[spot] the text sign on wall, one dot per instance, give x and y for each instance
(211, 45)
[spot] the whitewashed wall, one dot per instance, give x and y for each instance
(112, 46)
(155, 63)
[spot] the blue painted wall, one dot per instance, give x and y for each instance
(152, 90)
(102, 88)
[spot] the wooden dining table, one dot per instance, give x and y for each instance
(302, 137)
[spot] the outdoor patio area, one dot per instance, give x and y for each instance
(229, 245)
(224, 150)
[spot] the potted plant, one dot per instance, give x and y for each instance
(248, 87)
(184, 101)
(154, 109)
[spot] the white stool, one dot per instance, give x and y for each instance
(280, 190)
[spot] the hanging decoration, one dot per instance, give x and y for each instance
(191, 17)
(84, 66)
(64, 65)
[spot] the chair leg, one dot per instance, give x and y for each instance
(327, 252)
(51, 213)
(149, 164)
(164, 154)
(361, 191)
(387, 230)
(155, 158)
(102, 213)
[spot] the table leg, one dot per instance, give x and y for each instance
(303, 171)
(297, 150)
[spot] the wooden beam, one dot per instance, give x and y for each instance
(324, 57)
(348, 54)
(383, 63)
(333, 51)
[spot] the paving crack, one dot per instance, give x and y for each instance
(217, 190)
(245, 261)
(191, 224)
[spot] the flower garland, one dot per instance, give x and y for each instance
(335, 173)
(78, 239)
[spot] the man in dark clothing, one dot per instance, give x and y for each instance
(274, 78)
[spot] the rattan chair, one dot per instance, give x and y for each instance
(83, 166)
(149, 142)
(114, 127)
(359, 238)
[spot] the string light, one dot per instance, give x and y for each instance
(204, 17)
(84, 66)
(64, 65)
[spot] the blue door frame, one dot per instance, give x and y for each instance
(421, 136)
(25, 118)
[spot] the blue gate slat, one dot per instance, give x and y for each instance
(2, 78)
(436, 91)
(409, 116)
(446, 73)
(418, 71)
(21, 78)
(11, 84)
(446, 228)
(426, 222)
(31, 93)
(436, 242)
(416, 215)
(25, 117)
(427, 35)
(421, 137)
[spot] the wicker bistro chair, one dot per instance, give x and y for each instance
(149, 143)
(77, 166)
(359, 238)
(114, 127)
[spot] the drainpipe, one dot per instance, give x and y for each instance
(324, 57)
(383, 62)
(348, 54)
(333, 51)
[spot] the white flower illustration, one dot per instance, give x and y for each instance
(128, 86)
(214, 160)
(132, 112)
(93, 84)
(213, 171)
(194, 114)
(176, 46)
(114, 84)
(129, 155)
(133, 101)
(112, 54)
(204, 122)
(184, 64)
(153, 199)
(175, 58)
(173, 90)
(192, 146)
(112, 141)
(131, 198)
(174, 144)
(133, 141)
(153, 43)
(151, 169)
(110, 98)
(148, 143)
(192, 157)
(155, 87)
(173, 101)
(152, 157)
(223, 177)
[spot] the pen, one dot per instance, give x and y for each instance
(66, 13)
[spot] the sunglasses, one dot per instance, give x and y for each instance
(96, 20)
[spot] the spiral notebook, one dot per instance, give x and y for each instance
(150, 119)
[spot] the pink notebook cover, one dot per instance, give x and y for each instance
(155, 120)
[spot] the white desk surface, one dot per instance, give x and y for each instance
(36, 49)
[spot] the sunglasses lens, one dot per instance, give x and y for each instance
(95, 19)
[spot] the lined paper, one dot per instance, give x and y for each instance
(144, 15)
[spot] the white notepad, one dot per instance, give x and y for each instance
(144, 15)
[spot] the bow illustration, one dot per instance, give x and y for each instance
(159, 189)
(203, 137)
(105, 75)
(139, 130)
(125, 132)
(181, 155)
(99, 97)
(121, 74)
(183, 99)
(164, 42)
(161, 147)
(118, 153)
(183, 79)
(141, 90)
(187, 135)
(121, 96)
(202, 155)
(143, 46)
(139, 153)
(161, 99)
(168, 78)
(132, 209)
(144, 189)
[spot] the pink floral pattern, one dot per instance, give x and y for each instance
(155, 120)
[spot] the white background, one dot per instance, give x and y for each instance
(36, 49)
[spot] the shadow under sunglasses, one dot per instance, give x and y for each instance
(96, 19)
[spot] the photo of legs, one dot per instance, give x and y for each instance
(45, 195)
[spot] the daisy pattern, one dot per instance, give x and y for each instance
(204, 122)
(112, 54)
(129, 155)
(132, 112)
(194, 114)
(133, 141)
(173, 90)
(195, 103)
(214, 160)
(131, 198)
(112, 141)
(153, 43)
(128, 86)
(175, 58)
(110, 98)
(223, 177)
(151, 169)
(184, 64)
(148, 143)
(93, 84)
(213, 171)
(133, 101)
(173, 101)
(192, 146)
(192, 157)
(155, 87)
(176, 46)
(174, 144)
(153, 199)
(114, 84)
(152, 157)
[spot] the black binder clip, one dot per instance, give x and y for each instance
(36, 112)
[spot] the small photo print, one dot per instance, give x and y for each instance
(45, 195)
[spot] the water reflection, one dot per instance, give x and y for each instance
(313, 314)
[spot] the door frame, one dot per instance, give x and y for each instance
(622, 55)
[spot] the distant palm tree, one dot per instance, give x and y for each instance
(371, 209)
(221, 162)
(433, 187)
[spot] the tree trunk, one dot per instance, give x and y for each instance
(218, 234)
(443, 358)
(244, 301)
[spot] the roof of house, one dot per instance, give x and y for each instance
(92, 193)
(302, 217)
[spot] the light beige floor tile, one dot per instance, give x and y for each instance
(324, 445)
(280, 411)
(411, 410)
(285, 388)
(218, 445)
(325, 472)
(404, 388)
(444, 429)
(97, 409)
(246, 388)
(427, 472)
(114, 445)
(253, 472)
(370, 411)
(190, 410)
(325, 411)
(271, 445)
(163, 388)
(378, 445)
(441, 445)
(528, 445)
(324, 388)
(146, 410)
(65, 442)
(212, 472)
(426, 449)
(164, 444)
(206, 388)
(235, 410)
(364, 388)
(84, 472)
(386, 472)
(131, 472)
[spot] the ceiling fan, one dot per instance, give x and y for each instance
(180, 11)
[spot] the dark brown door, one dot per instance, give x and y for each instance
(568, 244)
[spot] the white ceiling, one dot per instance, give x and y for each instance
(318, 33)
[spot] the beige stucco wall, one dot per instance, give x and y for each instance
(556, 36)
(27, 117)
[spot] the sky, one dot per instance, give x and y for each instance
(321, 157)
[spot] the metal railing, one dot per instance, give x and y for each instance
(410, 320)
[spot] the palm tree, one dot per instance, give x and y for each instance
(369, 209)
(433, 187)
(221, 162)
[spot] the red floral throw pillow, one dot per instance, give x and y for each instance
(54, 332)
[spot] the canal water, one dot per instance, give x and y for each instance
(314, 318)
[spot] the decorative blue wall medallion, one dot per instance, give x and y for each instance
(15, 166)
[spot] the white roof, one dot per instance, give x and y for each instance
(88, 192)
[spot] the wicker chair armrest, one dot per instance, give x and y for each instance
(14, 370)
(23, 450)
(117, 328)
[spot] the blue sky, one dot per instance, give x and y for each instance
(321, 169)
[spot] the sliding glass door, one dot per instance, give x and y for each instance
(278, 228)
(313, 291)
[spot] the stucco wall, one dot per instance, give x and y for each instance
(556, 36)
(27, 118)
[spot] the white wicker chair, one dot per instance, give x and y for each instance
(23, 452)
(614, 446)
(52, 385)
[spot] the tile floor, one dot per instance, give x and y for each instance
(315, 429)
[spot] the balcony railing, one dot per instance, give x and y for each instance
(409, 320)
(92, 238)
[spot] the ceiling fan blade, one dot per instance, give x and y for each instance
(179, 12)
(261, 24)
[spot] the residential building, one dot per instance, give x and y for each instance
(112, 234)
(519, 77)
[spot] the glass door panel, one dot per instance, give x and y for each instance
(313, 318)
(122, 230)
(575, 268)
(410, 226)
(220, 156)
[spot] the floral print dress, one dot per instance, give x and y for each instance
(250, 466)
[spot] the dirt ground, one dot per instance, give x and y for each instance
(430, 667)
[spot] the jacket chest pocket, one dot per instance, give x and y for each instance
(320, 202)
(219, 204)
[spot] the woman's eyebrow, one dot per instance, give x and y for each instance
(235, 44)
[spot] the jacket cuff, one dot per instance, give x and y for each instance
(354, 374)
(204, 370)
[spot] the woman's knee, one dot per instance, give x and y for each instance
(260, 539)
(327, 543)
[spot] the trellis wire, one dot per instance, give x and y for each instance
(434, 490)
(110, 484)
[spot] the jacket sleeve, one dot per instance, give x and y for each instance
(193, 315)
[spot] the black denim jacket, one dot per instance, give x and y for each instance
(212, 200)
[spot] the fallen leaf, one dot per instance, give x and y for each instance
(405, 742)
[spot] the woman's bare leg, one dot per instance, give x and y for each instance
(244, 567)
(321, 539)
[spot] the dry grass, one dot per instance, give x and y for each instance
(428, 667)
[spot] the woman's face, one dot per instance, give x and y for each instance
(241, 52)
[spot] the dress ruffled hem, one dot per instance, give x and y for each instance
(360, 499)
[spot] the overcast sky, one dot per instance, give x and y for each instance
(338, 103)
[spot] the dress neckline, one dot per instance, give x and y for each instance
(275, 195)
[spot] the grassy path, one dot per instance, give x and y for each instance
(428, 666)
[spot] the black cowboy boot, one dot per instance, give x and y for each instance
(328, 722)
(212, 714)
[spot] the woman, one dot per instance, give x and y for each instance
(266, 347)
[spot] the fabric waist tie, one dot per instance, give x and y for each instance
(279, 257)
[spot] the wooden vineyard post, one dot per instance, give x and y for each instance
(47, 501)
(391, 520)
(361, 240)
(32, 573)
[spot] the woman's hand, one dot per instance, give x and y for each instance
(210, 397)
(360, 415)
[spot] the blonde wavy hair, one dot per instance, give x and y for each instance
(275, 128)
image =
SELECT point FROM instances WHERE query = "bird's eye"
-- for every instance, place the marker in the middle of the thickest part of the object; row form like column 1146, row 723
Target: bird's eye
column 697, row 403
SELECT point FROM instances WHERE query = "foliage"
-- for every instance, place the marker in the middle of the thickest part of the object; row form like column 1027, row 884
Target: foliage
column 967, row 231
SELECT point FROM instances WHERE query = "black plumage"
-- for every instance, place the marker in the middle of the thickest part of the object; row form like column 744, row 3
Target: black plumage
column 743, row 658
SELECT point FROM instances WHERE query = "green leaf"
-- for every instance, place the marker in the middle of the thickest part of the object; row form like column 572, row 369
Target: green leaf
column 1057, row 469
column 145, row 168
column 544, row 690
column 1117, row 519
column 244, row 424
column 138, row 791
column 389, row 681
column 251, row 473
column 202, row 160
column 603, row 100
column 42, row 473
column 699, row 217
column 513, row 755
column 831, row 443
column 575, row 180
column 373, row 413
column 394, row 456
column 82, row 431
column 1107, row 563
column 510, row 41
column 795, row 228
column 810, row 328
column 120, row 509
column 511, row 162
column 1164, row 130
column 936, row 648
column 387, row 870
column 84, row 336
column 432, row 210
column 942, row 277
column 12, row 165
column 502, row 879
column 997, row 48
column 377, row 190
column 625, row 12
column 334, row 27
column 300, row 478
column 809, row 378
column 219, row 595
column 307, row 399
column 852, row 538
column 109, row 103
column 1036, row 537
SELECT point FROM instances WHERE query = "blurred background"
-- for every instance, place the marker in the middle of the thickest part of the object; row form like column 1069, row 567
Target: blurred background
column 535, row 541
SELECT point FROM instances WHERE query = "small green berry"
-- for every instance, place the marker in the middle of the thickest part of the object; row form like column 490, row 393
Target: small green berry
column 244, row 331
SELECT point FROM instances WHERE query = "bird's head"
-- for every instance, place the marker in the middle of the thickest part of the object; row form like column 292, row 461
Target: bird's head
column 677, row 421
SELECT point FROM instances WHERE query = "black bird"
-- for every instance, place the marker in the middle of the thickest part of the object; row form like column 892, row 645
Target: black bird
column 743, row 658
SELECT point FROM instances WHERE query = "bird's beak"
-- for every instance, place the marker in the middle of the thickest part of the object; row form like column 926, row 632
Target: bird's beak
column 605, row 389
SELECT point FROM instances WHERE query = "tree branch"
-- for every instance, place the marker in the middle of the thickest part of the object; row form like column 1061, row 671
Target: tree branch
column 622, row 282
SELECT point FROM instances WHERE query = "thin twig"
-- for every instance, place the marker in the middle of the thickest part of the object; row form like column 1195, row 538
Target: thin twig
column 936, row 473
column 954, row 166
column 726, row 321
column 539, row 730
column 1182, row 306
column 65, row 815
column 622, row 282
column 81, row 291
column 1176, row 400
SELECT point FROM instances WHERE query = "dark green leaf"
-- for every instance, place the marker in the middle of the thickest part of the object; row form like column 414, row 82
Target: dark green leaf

- - -

TASK INSTRUCTIONS = Reproducing the whole listing above is not the task. Copy exactly only the lines from the one with "Target: bird's eye" to the one with "572, row 369", both kept.

RESULT FOR THIS EXERCISE =
Target: bird's eye
column 697, row 403
SELECT point FROM instances WHERE query = "foliage"
-- for every instance, place the marker in the middle of the thickest part of the object; row form like column 1027, row 884
Target: foliage
column 967, row 231
SELECT point FROM instances WHERE query = "black plumage"
-- for every instance, place the marker in the middle of the thickest part of the object; row form like column 744, row 3
Target: black plumage
column 743, row 658
SELECT point FROM instances WHERE query = "green leaf"
-- for every instance, place the marker in the middle of the thickest part of the object; row form like column 572, row 369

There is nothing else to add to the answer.